Given request. Using the entries below, output exactly the line containing "Each instance of the green thermo" and all lines that follow it to the end.

Given data.
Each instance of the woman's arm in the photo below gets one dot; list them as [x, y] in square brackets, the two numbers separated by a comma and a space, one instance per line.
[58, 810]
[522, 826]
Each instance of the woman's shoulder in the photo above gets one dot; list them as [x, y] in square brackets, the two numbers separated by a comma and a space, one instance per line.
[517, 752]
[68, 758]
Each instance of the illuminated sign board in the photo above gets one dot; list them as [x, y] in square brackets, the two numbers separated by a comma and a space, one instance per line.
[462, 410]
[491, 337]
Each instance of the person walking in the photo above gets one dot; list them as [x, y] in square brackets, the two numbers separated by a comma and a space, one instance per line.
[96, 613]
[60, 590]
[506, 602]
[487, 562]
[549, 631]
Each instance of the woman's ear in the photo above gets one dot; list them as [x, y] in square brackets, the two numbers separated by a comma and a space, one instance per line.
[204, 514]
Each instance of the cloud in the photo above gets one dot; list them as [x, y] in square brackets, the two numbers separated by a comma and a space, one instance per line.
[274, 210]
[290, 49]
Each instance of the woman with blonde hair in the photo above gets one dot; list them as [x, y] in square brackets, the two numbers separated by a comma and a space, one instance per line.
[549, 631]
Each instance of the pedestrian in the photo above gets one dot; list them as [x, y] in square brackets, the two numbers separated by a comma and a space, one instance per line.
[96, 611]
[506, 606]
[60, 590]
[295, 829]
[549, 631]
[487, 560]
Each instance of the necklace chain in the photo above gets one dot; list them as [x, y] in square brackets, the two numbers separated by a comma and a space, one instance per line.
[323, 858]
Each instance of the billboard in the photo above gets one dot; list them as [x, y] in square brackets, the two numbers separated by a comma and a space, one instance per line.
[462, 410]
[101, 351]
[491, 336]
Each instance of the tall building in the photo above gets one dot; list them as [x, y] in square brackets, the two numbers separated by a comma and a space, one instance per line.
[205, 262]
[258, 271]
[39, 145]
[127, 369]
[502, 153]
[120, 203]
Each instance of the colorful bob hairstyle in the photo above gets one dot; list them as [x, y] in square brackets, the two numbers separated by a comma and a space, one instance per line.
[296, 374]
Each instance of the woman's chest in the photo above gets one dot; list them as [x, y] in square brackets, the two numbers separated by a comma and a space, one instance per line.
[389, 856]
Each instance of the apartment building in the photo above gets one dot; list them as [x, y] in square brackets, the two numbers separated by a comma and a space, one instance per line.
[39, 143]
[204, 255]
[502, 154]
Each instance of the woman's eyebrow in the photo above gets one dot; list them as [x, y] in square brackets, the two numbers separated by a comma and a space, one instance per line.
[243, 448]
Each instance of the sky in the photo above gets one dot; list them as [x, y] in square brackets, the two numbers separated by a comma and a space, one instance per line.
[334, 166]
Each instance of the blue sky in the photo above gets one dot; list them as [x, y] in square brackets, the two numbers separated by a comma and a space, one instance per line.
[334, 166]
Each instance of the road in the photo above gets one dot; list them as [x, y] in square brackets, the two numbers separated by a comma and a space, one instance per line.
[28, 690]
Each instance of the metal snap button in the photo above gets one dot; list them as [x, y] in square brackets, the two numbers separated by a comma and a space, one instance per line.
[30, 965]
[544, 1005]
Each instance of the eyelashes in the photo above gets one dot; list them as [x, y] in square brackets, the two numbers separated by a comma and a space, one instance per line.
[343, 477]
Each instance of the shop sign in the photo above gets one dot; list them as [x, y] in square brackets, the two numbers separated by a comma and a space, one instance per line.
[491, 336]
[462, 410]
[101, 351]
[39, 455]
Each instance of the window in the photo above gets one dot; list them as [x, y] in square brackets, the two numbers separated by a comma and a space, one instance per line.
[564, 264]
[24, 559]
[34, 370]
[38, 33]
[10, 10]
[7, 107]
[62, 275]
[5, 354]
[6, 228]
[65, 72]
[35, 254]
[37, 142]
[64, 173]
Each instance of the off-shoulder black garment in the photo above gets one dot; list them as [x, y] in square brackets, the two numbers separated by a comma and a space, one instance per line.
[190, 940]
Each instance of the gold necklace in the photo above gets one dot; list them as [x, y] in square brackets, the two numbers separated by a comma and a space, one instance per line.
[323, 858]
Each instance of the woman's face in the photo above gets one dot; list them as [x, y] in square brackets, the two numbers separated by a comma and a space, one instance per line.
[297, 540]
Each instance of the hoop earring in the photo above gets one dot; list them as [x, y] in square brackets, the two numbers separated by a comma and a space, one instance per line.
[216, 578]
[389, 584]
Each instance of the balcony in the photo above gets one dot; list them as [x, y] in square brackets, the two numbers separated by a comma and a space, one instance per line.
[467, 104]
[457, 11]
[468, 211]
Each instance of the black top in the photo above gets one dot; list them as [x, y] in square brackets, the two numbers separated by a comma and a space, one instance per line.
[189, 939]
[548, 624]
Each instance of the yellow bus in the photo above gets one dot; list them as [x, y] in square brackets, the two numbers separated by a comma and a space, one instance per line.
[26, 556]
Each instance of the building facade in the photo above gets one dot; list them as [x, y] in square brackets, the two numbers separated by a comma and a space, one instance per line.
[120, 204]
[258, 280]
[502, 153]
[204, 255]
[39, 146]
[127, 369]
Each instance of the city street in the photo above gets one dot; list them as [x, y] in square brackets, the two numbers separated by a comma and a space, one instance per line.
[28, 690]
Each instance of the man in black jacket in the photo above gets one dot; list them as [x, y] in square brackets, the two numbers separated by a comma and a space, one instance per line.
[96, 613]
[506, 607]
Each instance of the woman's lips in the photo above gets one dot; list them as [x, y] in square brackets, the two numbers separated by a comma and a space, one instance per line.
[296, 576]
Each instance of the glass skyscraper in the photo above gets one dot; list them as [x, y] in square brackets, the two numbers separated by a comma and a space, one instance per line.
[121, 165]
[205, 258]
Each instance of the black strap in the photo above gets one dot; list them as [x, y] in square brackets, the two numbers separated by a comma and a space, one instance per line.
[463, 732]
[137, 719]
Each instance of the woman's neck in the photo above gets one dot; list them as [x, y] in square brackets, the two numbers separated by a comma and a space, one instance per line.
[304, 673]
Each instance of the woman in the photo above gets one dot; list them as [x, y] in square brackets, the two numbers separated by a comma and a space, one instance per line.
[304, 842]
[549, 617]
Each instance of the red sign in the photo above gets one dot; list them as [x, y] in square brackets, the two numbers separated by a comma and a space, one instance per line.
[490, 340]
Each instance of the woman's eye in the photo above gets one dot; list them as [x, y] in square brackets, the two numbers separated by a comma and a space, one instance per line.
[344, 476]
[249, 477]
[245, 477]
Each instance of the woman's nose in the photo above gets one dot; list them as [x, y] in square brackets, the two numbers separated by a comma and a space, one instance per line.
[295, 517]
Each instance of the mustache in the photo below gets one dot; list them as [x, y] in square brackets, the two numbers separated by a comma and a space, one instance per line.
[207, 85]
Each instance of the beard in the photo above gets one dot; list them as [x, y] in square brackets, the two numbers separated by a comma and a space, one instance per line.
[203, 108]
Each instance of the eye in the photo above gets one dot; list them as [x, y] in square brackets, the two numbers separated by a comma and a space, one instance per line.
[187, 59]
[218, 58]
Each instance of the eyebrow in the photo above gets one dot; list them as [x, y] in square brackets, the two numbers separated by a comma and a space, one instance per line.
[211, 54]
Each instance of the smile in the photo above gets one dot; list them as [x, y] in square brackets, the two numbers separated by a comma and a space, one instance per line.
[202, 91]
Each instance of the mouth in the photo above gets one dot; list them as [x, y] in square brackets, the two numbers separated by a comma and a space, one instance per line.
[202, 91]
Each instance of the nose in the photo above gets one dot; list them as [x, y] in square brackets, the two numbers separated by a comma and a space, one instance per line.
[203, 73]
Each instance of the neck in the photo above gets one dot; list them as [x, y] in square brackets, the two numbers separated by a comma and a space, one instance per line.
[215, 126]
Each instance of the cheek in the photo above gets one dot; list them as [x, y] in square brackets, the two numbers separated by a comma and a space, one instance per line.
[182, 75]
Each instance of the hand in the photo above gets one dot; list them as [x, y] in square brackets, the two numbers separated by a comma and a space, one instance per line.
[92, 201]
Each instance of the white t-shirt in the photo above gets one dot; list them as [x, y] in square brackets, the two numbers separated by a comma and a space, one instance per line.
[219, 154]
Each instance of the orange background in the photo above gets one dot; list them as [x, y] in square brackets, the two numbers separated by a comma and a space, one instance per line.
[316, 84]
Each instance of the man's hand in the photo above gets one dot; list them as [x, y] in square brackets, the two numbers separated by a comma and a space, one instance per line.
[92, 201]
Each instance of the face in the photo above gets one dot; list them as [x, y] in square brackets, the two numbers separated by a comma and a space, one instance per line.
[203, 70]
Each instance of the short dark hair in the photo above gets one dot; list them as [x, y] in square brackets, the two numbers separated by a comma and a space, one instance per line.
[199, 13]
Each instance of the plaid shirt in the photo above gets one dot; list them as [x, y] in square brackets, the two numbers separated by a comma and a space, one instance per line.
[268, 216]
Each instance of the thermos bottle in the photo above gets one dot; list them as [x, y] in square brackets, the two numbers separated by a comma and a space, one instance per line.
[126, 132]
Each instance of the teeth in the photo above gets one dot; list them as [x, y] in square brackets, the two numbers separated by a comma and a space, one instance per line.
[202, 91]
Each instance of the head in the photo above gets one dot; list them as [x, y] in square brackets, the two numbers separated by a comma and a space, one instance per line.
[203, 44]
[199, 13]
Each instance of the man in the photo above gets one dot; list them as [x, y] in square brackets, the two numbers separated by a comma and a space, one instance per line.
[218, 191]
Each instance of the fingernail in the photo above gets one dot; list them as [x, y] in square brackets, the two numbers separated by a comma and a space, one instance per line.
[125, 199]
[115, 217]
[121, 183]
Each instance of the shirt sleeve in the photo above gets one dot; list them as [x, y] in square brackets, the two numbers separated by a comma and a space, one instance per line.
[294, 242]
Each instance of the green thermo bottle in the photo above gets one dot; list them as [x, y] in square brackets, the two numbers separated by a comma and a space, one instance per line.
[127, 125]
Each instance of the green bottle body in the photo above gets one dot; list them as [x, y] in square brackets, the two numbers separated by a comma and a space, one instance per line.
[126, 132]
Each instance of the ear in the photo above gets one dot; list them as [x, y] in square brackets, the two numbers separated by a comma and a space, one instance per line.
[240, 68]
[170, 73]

Solution.
Each instance of the green thermo bottle in the photo above gets one dot; list them as [x, y] in square brackets, the two numbers separated by a comma and a space, one instance per line.
[127, 125]
Each instance of the green bottle body in the photo above gets one dot; list them as [x, y] in square brackets, the two numbers separated by a comma and a space, one instance per line.
[126, 132]
Each instance of the ear in the photo above gets one dot; list them as [x, y] in square brackets, the two numbers separated by a comma and a space, one instance per line.
[240, 68]
[170, 73]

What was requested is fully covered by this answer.